[Image location labeling rows]
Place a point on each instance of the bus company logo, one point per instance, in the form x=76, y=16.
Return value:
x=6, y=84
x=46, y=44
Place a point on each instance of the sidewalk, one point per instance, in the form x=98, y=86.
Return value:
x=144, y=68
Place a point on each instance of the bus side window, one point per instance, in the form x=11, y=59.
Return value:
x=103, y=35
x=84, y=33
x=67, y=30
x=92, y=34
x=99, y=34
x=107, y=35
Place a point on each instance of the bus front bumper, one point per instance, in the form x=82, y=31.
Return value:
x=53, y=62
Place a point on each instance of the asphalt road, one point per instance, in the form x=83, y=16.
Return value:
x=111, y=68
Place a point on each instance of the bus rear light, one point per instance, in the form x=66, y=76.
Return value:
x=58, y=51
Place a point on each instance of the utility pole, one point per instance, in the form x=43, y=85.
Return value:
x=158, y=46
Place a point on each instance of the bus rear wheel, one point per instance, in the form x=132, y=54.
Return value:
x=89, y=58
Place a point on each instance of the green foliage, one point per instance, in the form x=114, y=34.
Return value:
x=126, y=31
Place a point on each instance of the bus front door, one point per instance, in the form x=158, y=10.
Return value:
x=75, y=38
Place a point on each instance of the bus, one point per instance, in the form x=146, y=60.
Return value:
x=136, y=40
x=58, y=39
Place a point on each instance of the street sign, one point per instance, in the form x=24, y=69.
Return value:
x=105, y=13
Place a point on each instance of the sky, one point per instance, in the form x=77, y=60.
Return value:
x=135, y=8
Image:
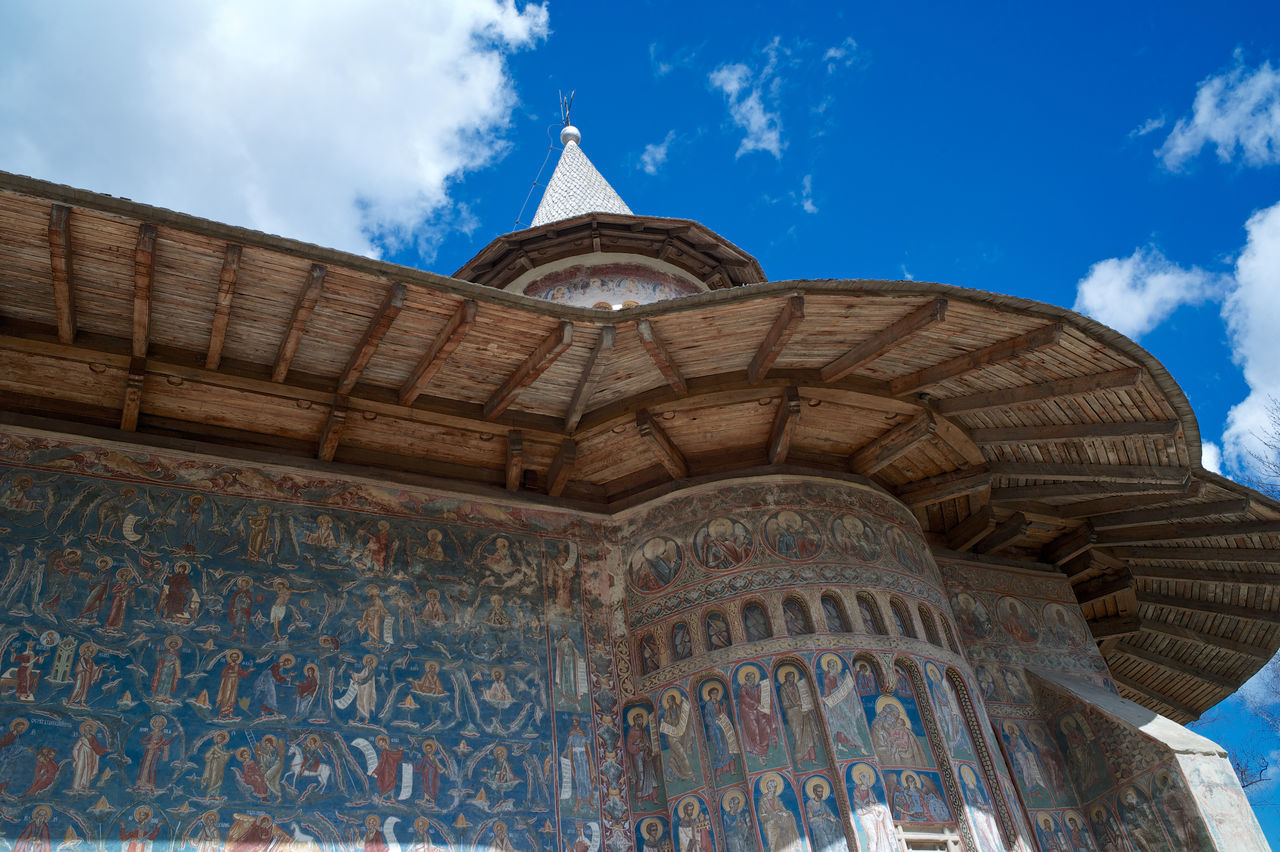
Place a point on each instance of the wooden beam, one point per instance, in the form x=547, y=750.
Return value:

...

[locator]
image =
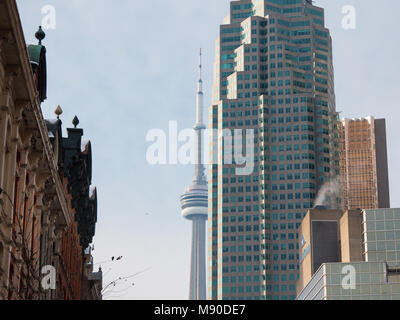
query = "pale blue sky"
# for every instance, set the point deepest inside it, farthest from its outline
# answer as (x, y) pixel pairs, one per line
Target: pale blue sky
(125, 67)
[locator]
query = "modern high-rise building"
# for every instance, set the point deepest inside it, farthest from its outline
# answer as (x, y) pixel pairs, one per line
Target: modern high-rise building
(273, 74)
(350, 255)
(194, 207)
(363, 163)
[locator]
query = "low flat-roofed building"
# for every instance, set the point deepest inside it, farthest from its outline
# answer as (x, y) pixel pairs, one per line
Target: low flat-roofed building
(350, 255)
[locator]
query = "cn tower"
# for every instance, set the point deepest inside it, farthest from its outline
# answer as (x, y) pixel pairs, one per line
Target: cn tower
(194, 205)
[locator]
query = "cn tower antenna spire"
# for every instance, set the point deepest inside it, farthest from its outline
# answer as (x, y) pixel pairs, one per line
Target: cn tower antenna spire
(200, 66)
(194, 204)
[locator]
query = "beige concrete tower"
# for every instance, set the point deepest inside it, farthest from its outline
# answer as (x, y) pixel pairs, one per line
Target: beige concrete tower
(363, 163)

▶ [Task directions]:
Please copy out, word for word, everything in the rows above from the line containing "Place a point on each instance of the bus, one" down to the line containing "x=105, y=13", with both of those lines included.

▶ [Solution to the exercise]:
Place a point on each instance of the bus, one point per instance, in the form x=146, y=60.
Return value:
x=136, y=40
x=58, y=39
Place a point on each instance of the street sign, one point per instance, in the form x=24, y=69.
Return value:
x=105, y=13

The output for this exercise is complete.